I would love to hear how it was to paint there.
In very cold temperatures add a small amount of alcohol to the water.
I just wanted to add to your discussion of tap vs distilled water. Unlike you I don’t think I’ve ever known any artist to say that using distilled is superior in as far as how it makes their artwork better or worse. The only reason I’ve heard to use distilled over tap is to avoid mold on the palette. This especially true when the watercolors contain honey. Some home tap water (and/or old piping systems) contain forms of bacteria not harmful to humans, but that interact with the honey contributing to the formation of mold. Apparently the distillation process kills the bacteria… I doubt I said anything you anything you didn’t already know!
I appreciate you pointing this out. I believe it helps forward the discussion. My palette is flat without color reservoirs so my colors dry out in few hours instead of being wet for days so I never have personally had problems with mold. I do however, know people that paint in watercolor every day using a palette with paint reservoirs and the colors are always wet or moist and so I have seen mold grow when this is the case. I was unaware that distilled water helped thank you for the tip.

◆ Source data
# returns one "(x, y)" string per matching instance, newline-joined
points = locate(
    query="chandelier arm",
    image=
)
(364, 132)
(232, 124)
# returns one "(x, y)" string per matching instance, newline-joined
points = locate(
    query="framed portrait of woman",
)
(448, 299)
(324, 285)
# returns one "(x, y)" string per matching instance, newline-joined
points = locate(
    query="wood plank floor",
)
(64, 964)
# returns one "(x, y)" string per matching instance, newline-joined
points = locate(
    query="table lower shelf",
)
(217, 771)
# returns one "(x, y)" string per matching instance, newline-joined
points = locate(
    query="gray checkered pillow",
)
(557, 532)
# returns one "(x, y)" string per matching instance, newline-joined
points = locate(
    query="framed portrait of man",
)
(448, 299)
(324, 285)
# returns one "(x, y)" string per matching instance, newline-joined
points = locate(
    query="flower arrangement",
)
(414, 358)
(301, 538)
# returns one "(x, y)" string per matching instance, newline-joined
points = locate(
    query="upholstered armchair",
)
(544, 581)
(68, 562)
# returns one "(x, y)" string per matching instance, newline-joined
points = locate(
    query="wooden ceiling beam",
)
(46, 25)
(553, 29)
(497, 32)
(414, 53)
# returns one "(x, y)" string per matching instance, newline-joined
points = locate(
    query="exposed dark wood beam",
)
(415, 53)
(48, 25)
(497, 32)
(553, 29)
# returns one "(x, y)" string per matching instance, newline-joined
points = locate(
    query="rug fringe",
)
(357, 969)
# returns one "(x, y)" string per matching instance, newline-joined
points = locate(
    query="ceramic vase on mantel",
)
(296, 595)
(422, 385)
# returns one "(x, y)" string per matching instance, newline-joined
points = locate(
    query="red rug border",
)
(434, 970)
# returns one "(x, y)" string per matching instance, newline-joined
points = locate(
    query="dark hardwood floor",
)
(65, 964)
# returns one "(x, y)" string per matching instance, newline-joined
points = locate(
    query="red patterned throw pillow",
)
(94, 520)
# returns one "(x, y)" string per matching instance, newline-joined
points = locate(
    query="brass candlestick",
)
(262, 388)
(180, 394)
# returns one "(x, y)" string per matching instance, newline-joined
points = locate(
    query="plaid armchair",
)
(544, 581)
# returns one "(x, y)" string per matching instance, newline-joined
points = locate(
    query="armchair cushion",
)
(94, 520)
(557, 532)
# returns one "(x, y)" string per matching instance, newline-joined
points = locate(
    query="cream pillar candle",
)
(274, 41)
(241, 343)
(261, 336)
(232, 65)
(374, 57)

==

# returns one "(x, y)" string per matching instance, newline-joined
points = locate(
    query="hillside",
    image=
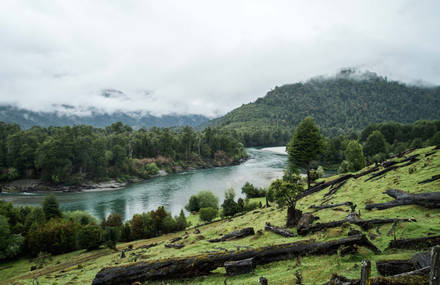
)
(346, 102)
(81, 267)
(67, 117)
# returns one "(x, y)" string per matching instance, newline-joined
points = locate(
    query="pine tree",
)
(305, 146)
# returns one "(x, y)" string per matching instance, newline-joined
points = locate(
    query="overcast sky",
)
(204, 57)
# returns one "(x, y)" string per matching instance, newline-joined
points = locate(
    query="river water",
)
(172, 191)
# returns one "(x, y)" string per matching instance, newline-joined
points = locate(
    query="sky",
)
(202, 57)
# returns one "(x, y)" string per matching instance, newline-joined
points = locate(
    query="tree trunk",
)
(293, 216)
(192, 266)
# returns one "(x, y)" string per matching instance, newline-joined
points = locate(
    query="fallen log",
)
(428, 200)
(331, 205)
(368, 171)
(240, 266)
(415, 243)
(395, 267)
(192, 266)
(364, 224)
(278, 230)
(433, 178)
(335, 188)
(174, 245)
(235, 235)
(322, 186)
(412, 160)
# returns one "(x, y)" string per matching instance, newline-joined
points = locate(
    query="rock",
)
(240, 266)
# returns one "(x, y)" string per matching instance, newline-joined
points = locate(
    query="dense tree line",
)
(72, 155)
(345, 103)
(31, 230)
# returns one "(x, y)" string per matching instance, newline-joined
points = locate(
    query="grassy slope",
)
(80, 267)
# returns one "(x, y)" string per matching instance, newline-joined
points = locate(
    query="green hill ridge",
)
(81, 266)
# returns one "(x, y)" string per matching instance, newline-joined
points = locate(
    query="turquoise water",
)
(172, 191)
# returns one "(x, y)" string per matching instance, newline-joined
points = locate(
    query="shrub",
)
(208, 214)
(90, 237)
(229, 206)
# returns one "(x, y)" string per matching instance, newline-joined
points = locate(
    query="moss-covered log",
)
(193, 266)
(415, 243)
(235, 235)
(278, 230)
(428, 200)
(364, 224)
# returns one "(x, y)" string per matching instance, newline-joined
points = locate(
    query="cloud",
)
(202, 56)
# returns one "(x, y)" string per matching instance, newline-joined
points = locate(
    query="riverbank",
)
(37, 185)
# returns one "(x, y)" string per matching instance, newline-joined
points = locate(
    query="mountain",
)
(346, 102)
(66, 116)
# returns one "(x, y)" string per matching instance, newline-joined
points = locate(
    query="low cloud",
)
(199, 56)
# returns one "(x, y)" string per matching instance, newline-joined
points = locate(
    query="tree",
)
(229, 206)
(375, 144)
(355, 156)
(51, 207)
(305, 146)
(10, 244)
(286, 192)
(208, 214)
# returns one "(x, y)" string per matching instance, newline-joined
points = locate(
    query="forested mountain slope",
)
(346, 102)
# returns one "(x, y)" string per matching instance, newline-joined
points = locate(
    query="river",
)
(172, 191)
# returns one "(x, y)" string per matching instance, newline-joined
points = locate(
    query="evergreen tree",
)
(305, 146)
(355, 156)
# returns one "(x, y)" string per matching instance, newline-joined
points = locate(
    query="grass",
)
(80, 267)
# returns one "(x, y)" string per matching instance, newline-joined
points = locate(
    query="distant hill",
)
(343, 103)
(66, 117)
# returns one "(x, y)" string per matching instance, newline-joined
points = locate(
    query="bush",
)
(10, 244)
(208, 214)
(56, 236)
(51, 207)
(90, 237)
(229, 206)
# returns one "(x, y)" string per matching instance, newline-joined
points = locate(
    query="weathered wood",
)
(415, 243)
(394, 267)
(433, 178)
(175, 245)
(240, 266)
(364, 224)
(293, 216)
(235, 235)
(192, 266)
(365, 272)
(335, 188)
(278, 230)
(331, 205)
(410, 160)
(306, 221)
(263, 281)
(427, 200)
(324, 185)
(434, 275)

* * *

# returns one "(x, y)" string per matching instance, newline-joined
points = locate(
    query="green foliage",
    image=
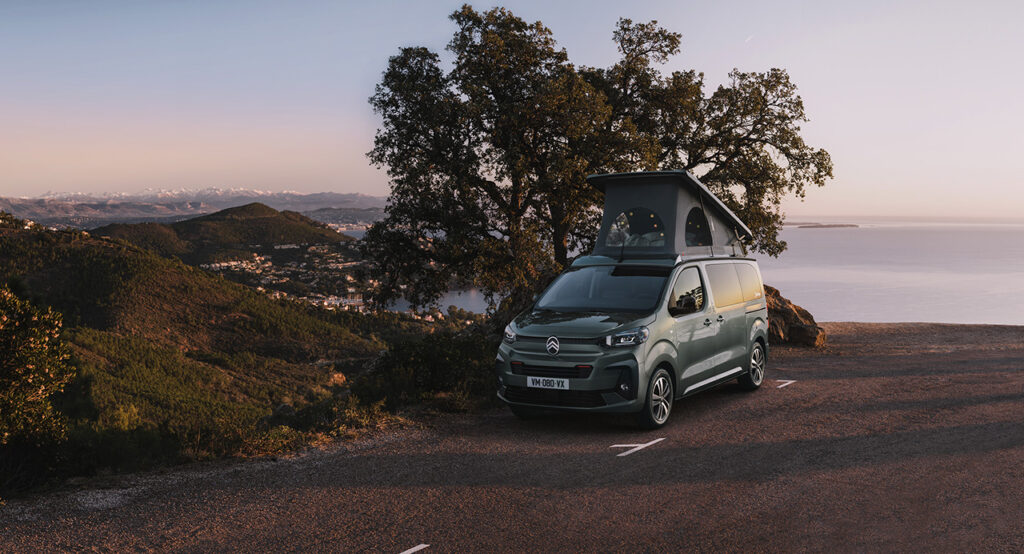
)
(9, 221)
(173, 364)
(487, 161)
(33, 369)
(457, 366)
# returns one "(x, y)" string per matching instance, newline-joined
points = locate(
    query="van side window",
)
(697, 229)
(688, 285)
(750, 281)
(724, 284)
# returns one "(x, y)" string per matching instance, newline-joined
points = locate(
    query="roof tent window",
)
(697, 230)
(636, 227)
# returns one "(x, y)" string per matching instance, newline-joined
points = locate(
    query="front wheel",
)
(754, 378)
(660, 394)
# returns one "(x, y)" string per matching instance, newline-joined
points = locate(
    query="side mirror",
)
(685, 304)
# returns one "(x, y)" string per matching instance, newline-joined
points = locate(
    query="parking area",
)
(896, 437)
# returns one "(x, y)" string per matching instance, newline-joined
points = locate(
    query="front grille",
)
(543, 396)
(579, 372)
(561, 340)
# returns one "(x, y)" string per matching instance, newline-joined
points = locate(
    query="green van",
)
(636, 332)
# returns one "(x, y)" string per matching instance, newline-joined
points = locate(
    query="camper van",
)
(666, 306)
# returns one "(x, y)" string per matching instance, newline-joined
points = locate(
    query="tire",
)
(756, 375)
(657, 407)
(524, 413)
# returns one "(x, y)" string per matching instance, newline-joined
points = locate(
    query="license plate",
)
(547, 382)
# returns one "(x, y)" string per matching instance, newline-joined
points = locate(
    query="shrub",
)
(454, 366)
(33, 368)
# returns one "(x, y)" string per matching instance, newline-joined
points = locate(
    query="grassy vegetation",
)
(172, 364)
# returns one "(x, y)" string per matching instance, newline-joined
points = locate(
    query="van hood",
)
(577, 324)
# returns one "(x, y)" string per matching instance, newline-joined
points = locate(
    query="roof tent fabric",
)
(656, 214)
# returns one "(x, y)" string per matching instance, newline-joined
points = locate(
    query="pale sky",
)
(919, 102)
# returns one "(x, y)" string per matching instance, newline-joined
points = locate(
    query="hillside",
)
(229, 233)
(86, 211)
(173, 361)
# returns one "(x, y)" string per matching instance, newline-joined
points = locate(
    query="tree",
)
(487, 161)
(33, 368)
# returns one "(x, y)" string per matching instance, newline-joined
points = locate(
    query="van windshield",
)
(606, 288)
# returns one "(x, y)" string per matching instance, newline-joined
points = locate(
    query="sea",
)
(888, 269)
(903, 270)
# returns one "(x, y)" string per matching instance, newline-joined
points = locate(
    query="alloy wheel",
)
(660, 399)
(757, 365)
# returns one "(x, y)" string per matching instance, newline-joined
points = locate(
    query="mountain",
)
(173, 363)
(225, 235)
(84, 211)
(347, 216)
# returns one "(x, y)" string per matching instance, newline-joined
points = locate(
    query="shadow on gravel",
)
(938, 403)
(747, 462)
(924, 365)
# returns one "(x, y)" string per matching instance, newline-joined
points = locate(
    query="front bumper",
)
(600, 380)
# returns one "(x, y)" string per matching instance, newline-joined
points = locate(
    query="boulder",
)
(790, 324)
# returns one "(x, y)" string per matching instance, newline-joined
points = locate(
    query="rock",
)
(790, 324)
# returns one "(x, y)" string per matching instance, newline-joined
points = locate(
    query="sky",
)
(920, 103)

◆ Task list
a) Translate this sentence from the watercolor discussion into Spanish: "The only reason I’ve heard to use distilled over tap is to avoid mold on the palette."
b) Reproduce the part of the watercolor discussion starting with "I appreciate you" and going on through "for the tip.".
The items stand apart from the watercolor discussion.

◆ Solutions for each task
a) La única razón que he oído para usar agua destilada en lugar de agua del grifo es evitar el moho en la paleta.

b)
I appreciate you pointing this out. I believe it helps forward the discussion. My palette is flat without color reservoirs so my colors dry out in few hours instead of being wet for days so I never have personally had problems with mold. I do however, know people that paint in watercolor every day using a palette with paint reservoirs and the colors are always wet or moist and so I have seen mold grow when this is the case. I was unaware that distilled water helped thank you for the tip.